In the speech below, list every act of damage the settlers did to the schoolgirl's family's home and car a couple of nights before the visit.

== Given text

The lives of Palestinians and Israelis are at stake
Below is the text of Pippa's speech to Westminster Hall during the Palestinian Rights: Government Support debate on Tuesday 4th March 2025 . You can also read a transcript at Hansard, or watch the videos of Pippa speaking at the end of this article.
Thank you Chair. It is an honour to serve under you as Chair. I would like to thank the Honourable Member for Gainsborough for bringing this critically important debate.
Together with other Members who are speaking today, I have just returned from a cross-party MP journey to Israel and the West Bank: a journey that brought us face to face with the human cost of war for both Israelis and Palestinians. We met so many people of all ages, from all sides and at all levels of power who are working daily to try and bring about the conditions for lasting peace in spite of the unspeakable and ongoing trauma of both – on the one hand - the atrocities perpetrated by Hamas on October 7th killing over 1200 people in southern Israel, taking hundreds of hostages and still holding 60 hostages captive and – on the other hand - the brutal war in Gaza for over a year, killing 45,00 Palestinians, including 18,000 children, displacing thousands and imprisoning many.
A different kind of violence extends to the West Bank. It is not new, did not start on October 7th and has been ongoing during the ceasefire agreement in Gaza. During our visit, we were witness to the impacts of daily violence by extremist settlers in the Occupied Territories, of the violence of unlawful occupation and settlements, themselves, and of the policies that continue to erode the rights and dignity of the Palestinian people.
That includes the rights of the young Palestinian schoolgirl and her family whom we visited in her village of Susiya. She told us how on a nightly basis, she is woken up terrified by marauding settlers who have set up their outpost just nearby. Just a couple of nights before we arrived, late at night, she heard the sound of stones being hurled against the window of her home. That night the settlers also smashed the window of her father’s car and slashed the car tyre. She can name them, describe them and point to where they live. We visited the primary school nearby – built with UK and European aid funding – which had been completely demolished by the settlers: desks were mangled, the educational picture books were strewn in the rubble and through a remaining window we had a clear view of the settler outpost. From there, a quad bike came rushing towards us with two settler youths, grins on their faces, swagger in their step and a sub machine gun slung over their shoulder. For us it was just harassment. For Nasser’s daughter and the families in the village, as you can imagine, it is a terrifying ordeal. That is why many people, Israeli and international, offer to provide what is called “protective presence” for Palestinian schoolchildren in the rural areas in their villages in the West Bank, to try to ensure the basic right of safety as they walk to school, to provide protective presence to Palestinian farmers trying to harvest their crops – and, even, harvesting the crop for them because, since October 7th, they are blocked from entering their own fields by the hundreds of roadblocks. However, even this protective presence is all too often not enough.

====
== Supplied data

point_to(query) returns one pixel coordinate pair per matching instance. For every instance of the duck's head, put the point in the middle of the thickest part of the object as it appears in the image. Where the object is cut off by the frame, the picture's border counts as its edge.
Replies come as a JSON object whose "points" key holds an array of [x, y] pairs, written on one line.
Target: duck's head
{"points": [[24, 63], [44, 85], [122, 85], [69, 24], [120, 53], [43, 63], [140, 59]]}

====

• Answer to this task:
- Hurled stones against the window of her home
- Smashed the window of her father's car
- Slashed the car tyre